Passage for review section start
I apologize to readers who were hoping for more enlightenment from this post. Actually I thought Robert's reply was enlightened enough. Maybe Robert and I could start a sect whose spiritual message is, "We don't know." That's certainly the message I got from this movie.
Wednesday, March 20, 2024
CrystalClearHoroscopes.com
Aries: With the moon in your lower torso contingent on the black veils of Jupiter, your prime number opts for congruency at the very least!
Taurus: You're full of bull as you trine your way past Neptune's insipid will to lose!
Gemini: You face twin regressions with the sun's failure to shine on your back or front door someday.
Cancer: Forget it- you're not going to save the world any time soon, regardless where your moon is.
Leo: Some lion! Don't try to roar while your house of communication is blurred by furry Mercury!
Virgo: So you're a virgin, or used to be- how does that get you listed in the International Norms of Astrological Nomenclature as "logical, practical and systematic," unless of course your 6th house of Approach/Avoidance is occluded by "logical" misgivings?
Libra: Oh Goddess of Balance and Humour, is the universe itself balanced? If you put the universe on one plate of your scale, what would you put to balance it on the other? If you answered, "Spaghetti and meatballs...Not!", you are a true Libra!
Scorpio: It's not a good day for Phallic Malice (is it ever?) so retract that stinger and wait until your moon cools off from the healing fumes of desire before attempting to appease your errant drive.
Sagittarius: Your impossible dream of horse/human confluence- dreamed regardless from head to tail- will sniff the breeze tonight for telltale pheromones to guide home the concupiscent arrow!
Capricorn: Tenacious, intelligent, single-minded...Oh wait, this is Capricorn? Sorry, you forgot to get a number and have to go to the end of the line.
Aquarius: Of course, if you're ruled by your own anus you're going to need some help pulling your moon out of it.
Pisces: Down to the depths you swim/ subconscious threads to trim/ hope of reprieve so slim/ just look at the shape you're in!
Thursday, February 22, 2024
[You may have heard in the news last week that toxic saliva from a gila monster bite killed someone and that it's not the first time. All I can say is, that's not been my experience with Robert the Telepathic Gila Monster (keep reading for more on this eccentric creature) unless you count mental bites, and Robert's are usually instructive. The other day he called me over the desert airwaves to ask if I'd read Cormac McCarthy's final two novels. "Yes," I thought back. "Were they not outstanding?" Robert signalled. "I could have guessed they'd fit your cheery mindset," I responded, then mentioned that I've been discussing the books with my altered-ego D.L., who intended to review them on his blog, Lasken's Log (https://laskenlog.blogspot.com/). Subsequently, Robert and I convinced him to post his review here, as a service to my readers who, if they are not already McCarthy fans, certainly might be. Hope you enjoy! Note: D.L. likes to summarise stories, so if you're going to read the two books, read this review after. Best, Harry]
Book reviews: "The Passenger" and "Stella Maris" by Cormac McCarthy
Guest post by D.L. from Lasken's Log
The next great war won't arrive until everyone who remembers the last one is dead.
Passage for review section end
**Instructions to follow:** Copy everything in the blog post from "Capricorn: Tenacious, intelligent, single-minded...Oh" down to "shape you're in!", replacing "Tenacious" with "Stubborn". You won't need the listing for this.
Data extracts section start
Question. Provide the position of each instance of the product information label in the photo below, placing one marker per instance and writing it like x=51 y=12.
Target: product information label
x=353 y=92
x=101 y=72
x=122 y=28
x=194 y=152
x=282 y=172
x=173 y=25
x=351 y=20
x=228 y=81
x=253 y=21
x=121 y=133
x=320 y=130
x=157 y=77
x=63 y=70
Data extracts section end
**Response to the task:**
Capricorn: Stubborn, intelligent, single-minded...Oh wait, this is Capricorn? Sorry, you forgot to get a number and have to go to the end of the line.
Aquarius: Of course, if you're ruled by your own anus you're going to need some help pulling your moon out of it.
Pisces: Down to the depths you swim/ subconscious threads to trim/ hope of reprieve so slim/ just look at the shape you're in!